*** Opening Input records ***
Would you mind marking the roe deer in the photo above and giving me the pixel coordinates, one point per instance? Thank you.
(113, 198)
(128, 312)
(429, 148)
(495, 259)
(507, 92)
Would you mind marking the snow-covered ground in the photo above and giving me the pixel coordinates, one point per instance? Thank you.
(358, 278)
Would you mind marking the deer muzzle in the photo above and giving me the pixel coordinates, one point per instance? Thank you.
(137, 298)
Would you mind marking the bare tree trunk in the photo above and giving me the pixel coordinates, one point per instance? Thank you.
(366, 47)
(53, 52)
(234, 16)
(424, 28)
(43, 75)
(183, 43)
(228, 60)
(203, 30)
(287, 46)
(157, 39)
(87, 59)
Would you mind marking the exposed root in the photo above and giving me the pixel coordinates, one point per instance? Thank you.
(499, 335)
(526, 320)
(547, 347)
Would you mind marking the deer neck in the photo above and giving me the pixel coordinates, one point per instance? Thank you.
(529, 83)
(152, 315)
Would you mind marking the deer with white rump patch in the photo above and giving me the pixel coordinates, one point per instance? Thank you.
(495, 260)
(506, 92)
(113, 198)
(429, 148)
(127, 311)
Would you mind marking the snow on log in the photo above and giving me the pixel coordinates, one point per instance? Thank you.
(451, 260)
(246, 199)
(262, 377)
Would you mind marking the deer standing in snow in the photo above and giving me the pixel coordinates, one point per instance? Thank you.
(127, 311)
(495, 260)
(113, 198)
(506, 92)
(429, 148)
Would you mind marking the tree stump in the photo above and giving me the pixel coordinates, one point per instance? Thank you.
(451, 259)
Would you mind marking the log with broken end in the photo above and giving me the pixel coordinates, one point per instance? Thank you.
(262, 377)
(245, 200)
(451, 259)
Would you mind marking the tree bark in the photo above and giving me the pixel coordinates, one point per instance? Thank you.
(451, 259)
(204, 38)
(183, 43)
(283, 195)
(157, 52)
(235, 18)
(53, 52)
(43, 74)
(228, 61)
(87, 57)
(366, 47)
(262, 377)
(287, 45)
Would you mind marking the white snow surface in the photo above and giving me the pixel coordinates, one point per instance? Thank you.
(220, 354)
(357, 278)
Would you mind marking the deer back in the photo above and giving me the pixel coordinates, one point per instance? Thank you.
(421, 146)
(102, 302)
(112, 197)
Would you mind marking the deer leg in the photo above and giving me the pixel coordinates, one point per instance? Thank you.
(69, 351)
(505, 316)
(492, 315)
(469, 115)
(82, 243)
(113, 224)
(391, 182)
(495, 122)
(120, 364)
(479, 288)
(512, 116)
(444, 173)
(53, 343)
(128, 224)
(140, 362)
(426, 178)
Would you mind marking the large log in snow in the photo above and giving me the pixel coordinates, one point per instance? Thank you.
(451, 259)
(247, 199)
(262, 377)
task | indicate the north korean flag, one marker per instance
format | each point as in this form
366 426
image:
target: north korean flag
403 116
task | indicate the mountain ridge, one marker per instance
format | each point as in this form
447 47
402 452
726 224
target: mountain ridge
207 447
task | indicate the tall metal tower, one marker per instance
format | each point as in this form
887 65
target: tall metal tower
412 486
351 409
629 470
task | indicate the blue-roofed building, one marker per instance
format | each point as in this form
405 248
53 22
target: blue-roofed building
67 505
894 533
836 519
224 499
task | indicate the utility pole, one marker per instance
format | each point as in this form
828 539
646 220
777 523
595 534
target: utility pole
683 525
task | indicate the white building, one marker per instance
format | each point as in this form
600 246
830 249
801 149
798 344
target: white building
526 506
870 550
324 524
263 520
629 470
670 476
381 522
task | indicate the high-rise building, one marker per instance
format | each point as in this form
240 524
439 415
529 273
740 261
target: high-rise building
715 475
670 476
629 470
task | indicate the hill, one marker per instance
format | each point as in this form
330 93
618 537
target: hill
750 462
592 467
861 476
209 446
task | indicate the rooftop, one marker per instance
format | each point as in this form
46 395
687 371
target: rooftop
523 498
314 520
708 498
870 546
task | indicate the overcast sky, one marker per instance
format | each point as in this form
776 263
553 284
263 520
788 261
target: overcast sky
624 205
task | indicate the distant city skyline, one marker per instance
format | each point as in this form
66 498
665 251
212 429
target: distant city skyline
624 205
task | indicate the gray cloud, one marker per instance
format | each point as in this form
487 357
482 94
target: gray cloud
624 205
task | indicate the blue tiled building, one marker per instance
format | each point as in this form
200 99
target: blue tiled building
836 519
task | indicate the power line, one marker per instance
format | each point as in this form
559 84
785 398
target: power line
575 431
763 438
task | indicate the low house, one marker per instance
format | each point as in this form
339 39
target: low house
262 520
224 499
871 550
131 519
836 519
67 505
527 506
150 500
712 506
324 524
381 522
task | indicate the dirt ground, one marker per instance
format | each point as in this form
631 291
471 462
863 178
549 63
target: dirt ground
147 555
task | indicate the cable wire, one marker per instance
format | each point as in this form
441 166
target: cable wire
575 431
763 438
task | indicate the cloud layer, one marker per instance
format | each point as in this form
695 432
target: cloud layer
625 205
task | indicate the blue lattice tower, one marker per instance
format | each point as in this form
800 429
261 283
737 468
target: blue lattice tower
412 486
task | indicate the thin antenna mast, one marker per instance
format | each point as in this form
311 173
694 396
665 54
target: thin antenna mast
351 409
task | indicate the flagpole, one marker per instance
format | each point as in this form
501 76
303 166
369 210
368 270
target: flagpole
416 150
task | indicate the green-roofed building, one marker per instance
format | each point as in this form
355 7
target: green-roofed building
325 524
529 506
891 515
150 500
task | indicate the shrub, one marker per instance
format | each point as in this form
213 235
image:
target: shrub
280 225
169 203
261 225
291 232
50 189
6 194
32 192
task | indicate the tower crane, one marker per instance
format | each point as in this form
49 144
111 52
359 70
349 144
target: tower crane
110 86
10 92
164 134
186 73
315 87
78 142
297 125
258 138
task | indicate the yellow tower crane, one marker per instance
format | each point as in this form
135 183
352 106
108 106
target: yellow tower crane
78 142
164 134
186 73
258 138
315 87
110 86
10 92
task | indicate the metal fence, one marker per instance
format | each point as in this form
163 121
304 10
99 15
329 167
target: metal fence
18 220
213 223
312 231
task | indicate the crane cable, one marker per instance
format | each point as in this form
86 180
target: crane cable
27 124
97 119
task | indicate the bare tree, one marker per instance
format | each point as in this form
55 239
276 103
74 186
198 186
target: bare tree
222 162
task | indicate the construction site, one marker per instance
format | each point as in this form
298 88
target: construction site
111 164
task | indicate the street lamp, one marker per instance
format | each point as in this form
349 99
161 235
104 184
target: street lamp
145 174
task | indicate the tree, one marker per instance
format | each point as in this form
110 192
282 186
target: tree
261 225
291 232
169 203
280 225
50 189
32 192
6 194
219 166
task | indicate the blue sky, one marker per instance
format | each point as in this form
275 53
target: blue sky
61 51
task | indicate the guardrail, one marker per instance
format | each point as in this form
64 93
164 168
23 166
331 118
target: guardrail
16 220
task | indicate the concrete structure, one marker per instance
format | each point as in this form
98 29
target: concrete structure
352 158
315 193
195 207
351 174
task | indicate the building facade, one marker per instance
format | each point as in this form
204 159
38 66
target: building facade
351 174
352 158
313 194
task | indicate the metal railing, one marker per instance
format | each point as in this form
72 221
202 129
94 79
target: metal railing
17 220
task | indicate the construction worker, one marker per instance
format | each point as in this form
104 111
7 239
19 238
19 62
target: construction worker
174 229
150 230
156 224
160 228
*** Closing Input records ***
_Problem statement_
The material above needs to be copied out in full, exactly as given.

_Output_
Would you mind marking the roe deer in the photo above and giving me the pixel coordinates, one point per instance? Thank you.
(113, 198)
(128, 312)
(429, 148)
(495, 259)
(507, 92)
Would you mind marking the snow-covered ground in the photo above and giving me the pixel coordinates, one point per instance? Thank you.
(358, 278)
Would you mind marking the deer muzzle in the photo above and giving me the pixel coordinates, one point per instance? Thank you.
(137, 298)
Would you mind marking the bare tree trunk in the photo above and giving me the pixel coordinates, one point per instance? Thank you.
(366, 47)
(53, 52)
(234, 16)
(424, 28)
(43, 75)
(183, 43)
(228, 60)
(203, 30)
(287, 46)
(157, 39)
(87, 59)
Would you mind marking the exposed root in the photo above and giving me the pixel coordinates, one point per instance? Thank you.
(499, 335)
(526, 320)
(547, 347)
Would you mind marking the deer neck in the photo above and giving me the pixel coordinates, one point per instance? Thank you.
(529, 83)
(152, 315)
Would you mind marking the deer with white rump patch in the photo above and giving me the pixel coordinates, one point per instance? Thank you.
(495, 260)
(506, 92)
(113, 198)
(429, 148)
(127, 311)
Would you mind marking the snow on log in the photo above and giving me the pixel coordinates, one point per instance? Thank you.
(451, 260)
(246, 199)
(262, 377)
Would you mind marking the deer standing in snow in the photo above and giving me the pixel coordinates, one point per instance? Thank you.
(127, 311)
(495, 260)
(113, 198)
(506, 92)
(429, 148)
Would you mind marking the tree stump in the photo above and giving me the pixel coordinates, one point per instance? Thank you.
(451, 259)
Would you mind marking the log with broken end in the photo above and giving me the pixel coordinates, one point per instance? Thank you.
(262, 377)
(245, 200)
(451, 259)
Would you mind marking the tree bark in the photo above and giving me the pixel coordinates, one point per instance? Thank you.
(451, 259)
(204, 38)
(183, 43)
(283, 195)
(157, 52)
(235, 18)
(53, 52)
(43, 74)
(228, 61)
(87, 57)
(366, 47)
(262, 377)
(287, 45)
Would you mind marking the white snow surface in the photo above and giving me the pixel coordinates, one point per instance? Thank you.
(220, 354)
(357, 278)
Would you mind marking the deer back in the photo above and giving me the pixel coordinates, one point per instance? Thank you.
(421, 146)
(102, 302)
(112, 197)
Would you mind marking the deer leg in the photo above and giving me the pixel coordinates, one point per instance? Thank you.
(69, 351)
(505, 316)
(492, 315)
(469, 115)
(82, 243)
(113, 224)
(391, 182)
(495, 122)
(120, 364)
(479, 288)
(512, 116)
(444, 173)
(53, 343)
(128, 224)
(140, 362)
(426, 178)
Would you mind marking the large log in snow in the photo above and giving me the pixel coordinates, one point per instance? Thank you.
(451, 259)
(247, 199)
(262, 377)
task | indicate the north korean flag, one marker per instance
format | each point as in this form
366 426
image:
target: north korean flag
403 116
task | indicate the mountain ridge, one marker per instance
format | each point as in this form
447 47
402 452
726 224
target: mountain ridge
207 447
task | indicate the tall metal tower, one marker per instance
format | each point as in this form
887 65
target: tall metal tower
412 486
351 409
629 470
task | indicate the blue-roofed building, one marker per instance
format | each point as in this form
405 248
53 22
target: blue-roofed building
67 505
894 533
836 519
224 499
task | indicate the utility pole, one marker per instance
format | each point as in this form
828 539
646 220
777 523
595 534
target: utility pole
683 525
task | indicate the white building, one marker per instance
format | each point as in this form
600 246
830 249
801 149
798 344
target: white building
526 506
870 550
324 524
263 520
629 470
670 476
381 522
task | indicate the high-rise building, one marker per instance
format | each point as in this form
240 524
439 415
529 273
740 261
target: high-rise building
715 475
670 476
629 470
task | indicate the hill, one marker per instance
format | each point as in this form
330 93
618 537
target: hill
750 462
592 467
861 476
209 446
task | indicate the rooftop, one marker per instance
format | each point as in this form
46 395
687 371
target: rooftop
523 498
314 520
708 498
870 546
task | indicate the overcast sky, one marker per instance
format | each point as in this form
776 263
553 284
263 520
788 261
target: overcast sky
624 205
task | indicate the distant city skyline, one marker per instance
format | each point as in this form
66 498
665 251
212 429
target: distant city skyline
624 205
task | indicate the gray cloud, one marker per instance
format | each point as in this form
487 357
482 94
target: gray cloud
624 205
task | indicate the blue tiled building, one marker per instance
format | each point as in this form
200 99
target: blue tiled building
836 519
task | indicate the power line, one marker per instance
format | each point as in this form
559 84
785 398
target: power line
575 431
763 438
task | indicate the low house, one marker per instance
format | each point as in this form
339 39
target: low house
262 520
224 499
871 550
131 519
836 519
67 505
527 506
150 500
712 506
324 524
381 522
task | indicate the dirt ground, one marker per instance
format | each point as in this form
631 291
471 462
863 178
549 63
target: dirt ground
147 555
task | indicate the cable wire, one marker per instance
format | each point as in this form
441 166
target: cable wire
575 431
763 438
task | indicate the cloud layer, one marker per instance
format | each point as in this form
695 432
target: cloud layer
625 205
task | indicate the blue lattice tower, one marker per instance
format | each point as in this form
800 429
261 283
737 468
target: blue lattice tower
412 486
task | indicate the thin antenna mast, one marker per instance
format | each point as in this form
311 173
694 396
665 54
target: thin antenna mast
351 409
task | indicate the flagpole, one marker per instance
format | each point as in this form
501 76
303 166
369 210
368 270
target: flagpole
416 150
task | indicate the green-roofed building, one marker per instance
format | each point as in this form
355 7
target: green-roofed building
325 524
529 506
891 515
150 500
task | indicate the shrub, one marker per instance
format | each point as in this form
213 235
image:
target: shrub
280 225
169 203
261 225
291 232
50 189
6 194
32 192
task | indicate the tower crane, one marker per instance
format | each point as in this form
49 144
111 52
359 70
349 144
target: tower crane
110 86
10 92
164 134
186 73
315 87
78 142
297 125
258 138
task | indicate the yellow tower crane, one marker per instance
format | each point as in this form
135 183
352 106
108 106
target: yellow tower crane
78 142
164 134
186 73
258 138
315 87
110 86
10 92
task | indicate the metal fence, one marker per instance
format | each point as in this form
163 121
304 10
99 15
329 167
target: metal fence
18 220
213 223
312 231
task | indicate the crane cable, one marker per instance
format | each point as in this form
86 180
target: crane cable
27 124
97 119
task | indicate the bare tree, one marker per instance
format | each point as in this form
55 239
276 103
74 186
198 186
target: bare tree
222 162
task | indicate the construction site, one marker per instance
format | each point as in this form
298 88
target: construction site
111 164
task | indicate the street lamp, one marker per instance
format | each point as in this form
349 99
161 235
104 184
target: street lamp
145 174
task | indicate the tree, one marker per instance
format | each point as in this form
110 192
282 186
target: tree
261 225
291 232
169 203
280 225
50 189
32 192
6 194
219 166
task | indicate the blue sky, one marker per instance
format | each point as in this form
275 53
target: blue sky
61 51
task | indicate the guardrail, one marker per instance
format | each point as in this form
64 93
164 168
23 166
331 118
target: guardrail
16 220
task | indicate the concrete structure, one marker per instance
format | each point as in this form
98 29
target: concrete structure
352 158
315 193
195 207
351 174
task | indicate the building facade, one marker per instance
format | each point as in this form
204 159
38 66
target: building facade
351 174
352 158
313 194
task | indicate the metal railing, one marker per instance
format | each point as in this form
72 221
202 129
94 79
target: metal railing
17 220
task | indicate the construction worker, one marker per instance
format | each point as in this form
104 111
7 239
19 238
19 62
target: construction worker
174 229
150 230
156 224
160 228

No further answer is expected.